*AIM*:
Could you put every line of the records below into a numbered list, skipping any blank lines and leaving the pictures out?

-- BEGIN EXERCISE MATERIALS --

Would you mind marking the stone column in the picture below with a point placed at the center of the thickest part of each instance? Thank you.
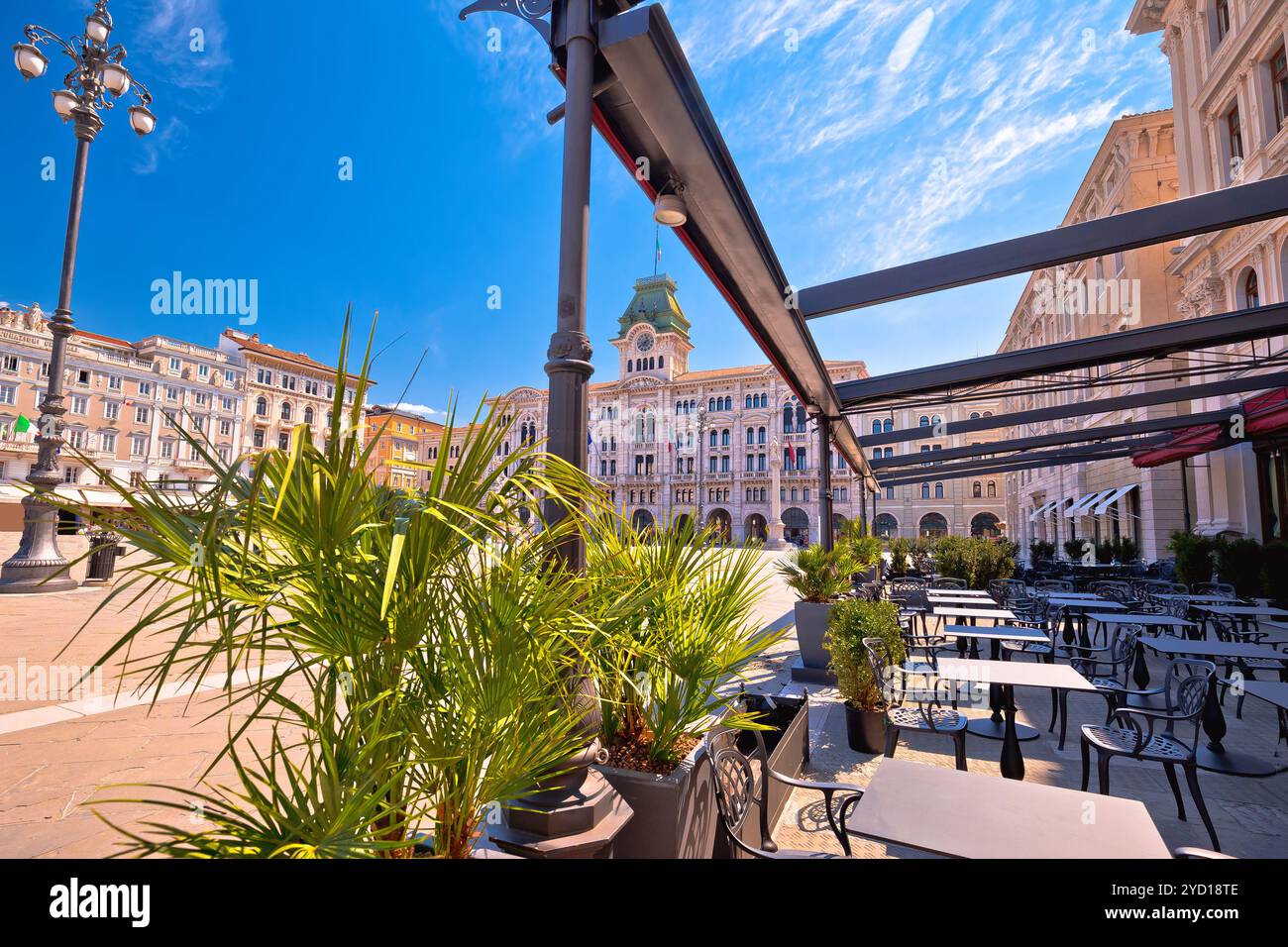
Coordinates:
(774, 527)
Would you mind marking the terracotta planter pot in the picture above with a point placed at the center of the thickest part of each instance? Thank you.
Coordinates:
(864, 729)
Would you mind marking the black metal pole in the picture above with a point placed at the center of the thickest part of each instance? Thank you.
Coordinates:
(39, 565)
(570, 351)
(824, 475)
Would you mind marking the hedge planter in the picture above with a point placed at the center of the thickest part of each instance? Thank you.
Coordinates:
(864, 729)
(810, 626)
(675, 815)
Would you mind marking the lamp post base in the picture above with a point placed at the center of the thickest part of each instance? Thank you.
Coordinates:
(38, 567)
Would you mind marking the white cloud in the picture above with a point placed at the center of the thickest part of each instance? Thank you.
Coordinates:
(423, 410)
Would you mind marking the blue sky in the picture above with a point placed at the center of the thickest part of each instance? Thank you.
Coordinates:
(868, 132)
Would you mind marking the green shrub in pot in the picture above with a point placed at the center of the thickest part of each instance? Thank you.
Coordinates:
(864, 706)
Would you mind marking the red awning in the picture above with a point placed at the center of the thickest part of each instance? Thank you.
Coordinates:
(1188, 442)
(1266, 412)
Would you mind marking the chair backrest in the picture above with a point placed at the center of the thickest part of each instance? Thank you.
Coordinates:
(735, 793)
(912, 592)
(1188, 682)
(1054, 585)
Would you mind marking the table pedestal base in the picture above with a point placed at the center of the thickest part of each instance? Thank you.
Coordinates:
(1235, 763)
(984, 727)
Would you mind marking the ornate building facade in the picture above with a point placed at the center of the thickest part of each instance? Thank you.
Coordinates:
(671, 444)
(1231, 95)
(1133, 167)
(129, 402)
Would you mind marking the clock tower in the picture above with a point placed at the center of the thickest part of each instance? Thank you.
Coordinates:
(653, 335)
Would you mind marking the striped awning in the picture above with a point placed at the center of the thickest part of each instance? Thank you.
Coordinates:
(1115, 495)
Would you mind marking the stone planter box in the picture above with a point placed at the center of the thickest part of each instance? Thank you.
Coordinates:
(810, 625)
(675, 815)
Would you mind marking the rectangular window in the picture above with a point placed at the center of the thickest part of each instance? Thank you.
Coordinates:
(1234, 128)
(1279, 84)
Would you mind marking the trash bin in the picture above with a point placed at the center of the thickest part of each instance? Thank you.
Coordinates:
(102, 560)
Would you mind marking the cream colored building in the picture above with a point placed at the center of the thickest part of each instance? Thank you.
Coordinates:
(673, 444)
(1133, 167)
(1231, 95)
(129, 402)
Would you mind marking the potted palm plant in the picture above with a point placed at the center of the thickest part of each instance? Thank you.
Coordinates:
(675, 626)
(818, 578)
(410, 660)
(864, 706)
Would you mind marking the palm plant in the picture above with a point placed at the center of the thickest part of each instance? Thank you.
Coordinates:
(677, 626)
(818, 575)
(450, 629)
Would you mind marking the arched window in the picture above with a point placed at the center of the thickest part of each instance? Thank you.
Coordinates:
(1250, 291)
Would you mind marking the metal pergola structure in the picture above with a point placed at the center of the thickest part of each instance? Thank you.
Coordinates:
(626, 75)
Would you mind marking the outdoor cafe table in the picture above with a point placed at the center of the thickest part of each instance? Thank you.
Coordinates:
(995, 727)
(1273, 692)
(1008, 676)
(1215, 757)
(905, 804)
(1244, 613)
(1080, 607)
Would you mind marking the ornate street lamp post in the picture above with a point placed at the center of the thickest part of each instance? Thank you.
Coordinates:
(97, 78)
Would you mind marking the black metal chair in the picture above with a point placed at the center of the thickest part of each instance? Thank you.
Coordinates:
(1185, 693)
(928, 715)
(735, 791)
(1109, 669)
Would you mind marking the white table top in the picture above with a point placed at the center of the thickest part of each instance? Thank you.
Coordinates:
(1245, 611)
(922, 806)
(951, 612)
(1016, 673)
(1086, 603)
(1140, 618)
(1170, 644)
(1008, 633)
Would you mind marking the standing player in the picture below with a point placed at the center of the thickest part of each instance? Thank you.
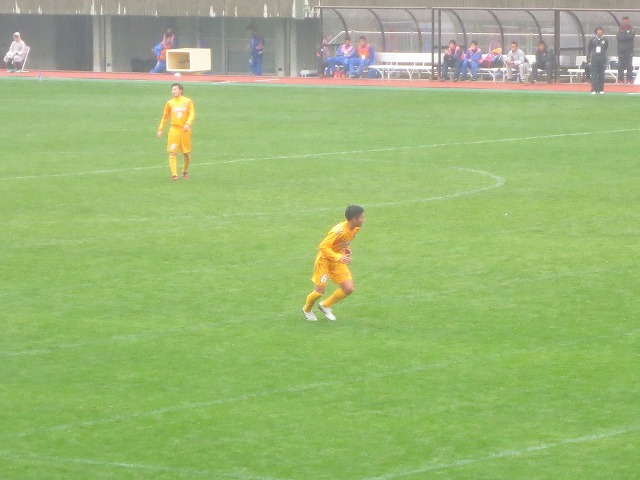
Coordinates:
(333, 261)
(182, 114)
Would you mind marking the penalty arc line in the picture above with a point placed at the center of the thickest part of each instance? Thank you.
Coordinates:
(509, 453)
(326, 154)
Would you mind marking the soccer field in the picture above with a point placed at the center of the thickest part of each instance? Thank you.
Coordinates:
(153, 330)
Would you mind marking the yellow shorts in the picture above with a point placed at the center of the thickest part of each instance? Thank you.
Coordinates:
(325, 269)
(179, 140)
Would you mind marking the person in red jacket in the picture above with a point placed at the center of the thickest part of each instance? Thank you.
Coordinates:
(363, 59)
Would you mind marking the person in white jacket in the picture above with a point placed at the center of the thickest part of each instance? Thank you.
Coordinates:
(16, 54)
(516, 60)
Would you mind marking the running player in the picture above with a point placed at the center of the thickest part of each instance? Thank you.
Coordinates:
(333, 262)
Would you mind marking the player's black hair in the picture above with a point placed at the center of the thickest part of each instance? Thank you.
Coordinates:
(353, 211)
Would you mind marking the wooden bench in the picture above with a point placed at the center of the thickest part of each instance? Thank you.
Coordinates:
(388, 63)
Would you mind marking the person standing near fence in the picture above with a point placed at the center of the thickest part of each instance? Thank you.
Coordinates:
(160, 50)
(16, 54)
(597, 58)
(256, 51)
(452, 59)
(625, 36)
(471, 59)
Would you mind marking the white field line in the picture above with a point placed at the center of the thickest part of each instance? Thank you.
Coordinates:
(326, 154)
(461, 463)
(498, 182)
(116, 340)
(509, 453)
(414, 370)
(184, 472)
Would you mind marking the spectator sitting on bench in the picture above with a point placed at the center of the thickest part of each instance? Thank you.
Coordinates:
(452, 59)
(346, 51)
(472, 59)
(544, 61)
(16, 54)
(363, 59)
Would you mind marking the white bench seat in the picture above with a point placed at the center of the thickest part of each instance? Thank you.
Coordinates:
(389, 63)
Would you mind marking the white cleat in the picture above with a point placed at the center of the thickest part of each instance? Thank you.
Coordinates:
(310, 316)
(327, 312)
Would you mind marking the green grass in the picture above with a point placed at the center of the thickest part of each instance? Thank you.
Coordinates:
(152, 330)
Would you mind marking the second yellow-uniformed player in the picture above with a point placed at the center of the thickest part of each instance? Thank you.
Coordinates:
(181, 112)
(333, 262)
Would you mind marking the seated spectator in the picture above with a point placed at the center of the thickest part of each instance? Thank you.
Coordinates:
(452, 59)
(160, 51)
(363, 59)
(544, 61)
(16, 54)
(516, 60)
(471, 59)
(346, 51)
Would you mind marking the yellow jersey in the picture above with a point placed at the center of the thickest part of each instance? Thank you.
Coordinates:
(181, 111)
(337, 241)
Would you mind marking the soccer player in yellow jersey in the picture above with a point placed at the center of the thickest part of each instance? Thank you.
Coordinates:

-- END EXERCISE MATERIALS --

*RESULT*:
1. Would you mind marking the stone column in the picture below with a point placed at the center of the thickest part of each instance? Thank you.
2. Coordinates:
3. (774, 527)
4. Would you mind marking the terracotta planter pot in the picture above with a point placed at the center of the thickest part of each instance? Thank you.
5. Coordinates:
6. (864, 729)
7. Would you mind marking the black metal pole in the picture above with a point placed at the center of the thickest part of each instance? Thank you.
8. Coordinates:
9. (39, 565)
10. (570, 351)
11. (824, 475)
12. Would you mind marking the hedge planter in the picture above with a point placed at the center of the thickest part of each instance? Thank you.
13. Coordinates:
14. (864, 729)
15. (810, 626)
16. (675, 815)
17. Would you mind marking the lamp post base in the picture above with a point placed at the center of the thickest part of each instance? Thank you.
18. Coordinates:
19. (38, 567)
20. Would you mind marking the white cloud in the picture above with a point placed at the center of the thickest part of each instance? Thank you.
21. Coordinates:
22. (423, 410)
23. Would you mind marking the blue sky in the picture above with a point placed at the center of the thickest part of each instance? Thank you.
24. Coordinates:
25. (868, 132)
26. Would you mind marking the green shrub in pot in the picture above with a point placed at the center of the thickest part of each instance? Thank you.
27. Coordinates:
28. (864, 706)
29. Would you mind marking the red awning in the picture above with a point placed at the center of the thickest part of each instance? Thank you.
30. Coordinates:
31. (1188, 442)
32. (1266, 412)
33. Would you mind marking the chair backrest in the picture above with a point placed at the center of the thickest part of each instance? Thank you.
34. Coordinates:
35. (735, 793)
36. (912, 592)
37. (1188, 682)
38. (1054, 585)
39. Would you mind marking the table pedestal base in the picture above with a point placed at the center of the thickest part of each instance? Thank you.
40. Coordinates:
41. (1235, 763)
42. (984, 727)
43. Would you mind marking the ornate building facade in the picture above with a point placed at the center of the thickest part of each instance? Thank you.
44. Coordinates:
45. (671, 444)
46. (1231, 95)
47. (1133, 167)
48. (129, 402)
49. Would you mind marking the clock tower in the picture above with a point placed at the center of the thickest part of each instance? Thank you.
50. Coordinates:
51. (653, 335)
52. Would you mind marking the striped awning in the picture above with a point placed at the center of the thickest part of each instance? Thank you.
53. Coordinates:
54. (1115, 495)
55. Would you mind marking the stone planter box in the picture above with a point placed at the center of the thickest part of each instance? Thank you.
56. Coordinates:
57. (810, 625)
58. (675, 815)
59. Would you mind marking the rectangular window in the picture above with a point placed at the center of the thickest part of each instance? Thank you.
60. Coordinates:
61. (1234, 128)
62. (1279, 84)
63. Would you mind marking the trash bin in the picture above with a point placed at the center of the thickest part of each instance? Thank you.
64. Coordinates:
65. (102, 560)
66. Would you mind marking the cream colored building in the picture above with a point placed at the center of the thickest part of each instance? Thank you.
67. Coordinates:
68. (673, 444)
69. (1133, 167)
70. (1231, 95)
71. (129, 402)
72. Would you mind marking the potted palm plant in the picture above with a point placed at the center of the thickest part of each instance? Thank you.
73. Coordinates:
74. (675, 626)
75. (818, 578)
76. (410, 660)
77. (864, 706)
78. Would you mind marking the palm plant in the picture above with a point placed at the center of the thickest part of each instance? Thank you.
79. Coordinates:
80. (677, 626)
81. (818, 575)
82. (450, 629)
83. Would you mind marking the arched window in the picture above with a point placed at the center of the thickest part of each instance? Thank you.
84. Coordinates:
85. (1250, 291)
86. Would you mind marking the metal pergola structure in the picture above with a point placed at the center of the thickest part of each instance? Thank you.
87. Coordinates:
88. (626, 75)
89. Would you mind marking the outdoor cafe table in the picture above with a point placed at the center of the thickest part of each instance? Thank you.
90. Coordinates:
91. (995, 727)
92. (1273, 692)
93. (1008, 676)
94. (1215, 757)
95. (905, 804)
96. (1244, 613)
97. (1080, 607)
98. Would you mind marking the ornate street lamp post in the picture above with a point placed at the center of the thickest part of each instance? Thank you.
99. Coordinates:
100. (97, 78)
101. Would you mind marking the black metal chair in the picture above with a point placed at the center of the thickest part of each instance? Thank you.
102. Coordinates:
103. (1185, 693)
104. (928, 715)
105. (735, 791)
106. (1109, 669)
107. Would you mind marking the white table top in the picture above with a point placed at the center of the thickest part of each instance? Thank you.
108. Coordinates:
109. (1245, 611)
110. (922, 806)
111. (951, 612)
112. (1016, 673)
113. (1086, 603)
114. (1140, 618)
115. (1170, 644)
116. (1008, 633)
117. Would you mind marking the standing player in the picture below with a point placed at the center of the thickest part of each instance? Thank you.
118. Coordinates:
119. (333, 261)
120. (182, 114)
121. Would you mind marking the penalty arc line in the picture above with a point placed at the center of the thickest part of each instance? Thank you.
122. Coordinates:
123. (509, 453)
124. (326, 154)
125. Would you mind marking the soccer field in the picture above with a point placed at the center of the thickest part of each instance? Thank you.
126. Coordinates:
127. (153, 330)
128. Would you mind marking the yellow shorts in the picture above with a point placed at the center of the thickest part of each instance? Thank you.
129. Coordinates:
130. (325, 269)
131. (179, 140)
132. Would you mind marking the person in red jacket in the picture above with a point placed at the center of the thickest part of each instance? Thank you.
133. Coordinates:
134. (363, 59)
135. Would you mind marking the person in white jacket in the picture above with a point placed at the center of the thickest part of each instance? Thank you.
136. Coordinates:
137. (16, 54)
138. (516, 60)
139. Would you mind marking the running player in the picture above with a point placed at the center of the thickest part of each instance? Thank you.
140. Coordinates:
141. (333, 262)
142. Would you mind marking the player's black hair in the picture above with a point placed at the center of the thickest part of each instance? Thank you.
143. Coordinates:
144. (353, 211)
145. Would you mind marking the wooden bench in the picture above with a point placed at the center of the thickest part of each instance? Thank you.
146. Coordinates:
147. (388, 63)
148. Would you mind marking the person standing near fence in the picture above with a point placed at the center of the thickest part of each instance? Thank you.
149. Coordinates:
150. (160, 50)
151. (16, 54)
152. (597, 58)
153. (256, 51)
154. (452, 59)
155. (625, 36)
156. (471, 59)
157. Would you mind marking the white field line in the picture above with a point placed at the center of the thickest part of each instance? Thank you.
158. Coordinates:
159. (326, 154)
160. (461, 463)
161. (498, 182)
162. (116, 340)
163. (509, 453)
164. (414, 370)
165. (184, 472)
166. Would you mind marking the spectator sitting on bench in the picture above with a point placed at the center of the thickest part of each instance? Thank you.
167. Coordinates:
168. (452, 59)
169. (346, 51)
170. (472, 59)
171. (544, 61)
172. (16, 54)
173. (363, 59)
174. Would you mind marking the white bench seat in the picture above with a point placed at the center of the thickest part of each instance? Thank you.
175. Coordinates:
176. (389, 63)
177. Would you mind marking the white cleat in the picture above with a point placed at the center of the thickest part of each instance? Thank you.
178. Coordinates:
179. (310, 316)
180. (327, 312)
181. Would you mind marking the green grass in the picture above with a point placed at the center of the thickest part of each instance? Thank you.
182. Coordinates:
183. (152, 330)
184. Would you mind marking the second yellow-uniformed player in the picture above with a point placed at the center of the thickest part of each instance? Thank you.
185. Coordinates:
186. (181, 112)
187. (333, 262)
188. Would you mind marking the seated spectator in the picture above with a point placed at the center of the thickest part of each instance? Thank you.
189. Coordinates:
190. (452, 59)
191. (160, 51)
192. (363, 59)
193. (544, 61)
194. (16, 54)
195. (516, 60)
196. (471, 59)
197. (346, 51)
198. Would you mind marking the yellow jersey in the picture above with a point placed at the center of the thickest part of each instance? Thank you.
199. Coordinates:
200. (181, 111)
201. (337, 241)
202. Would you mind marking the soccer player in yellow jersey in the picture above with a point placed at the center of the thickest part of each instance? Thank you.
203. Coordinates:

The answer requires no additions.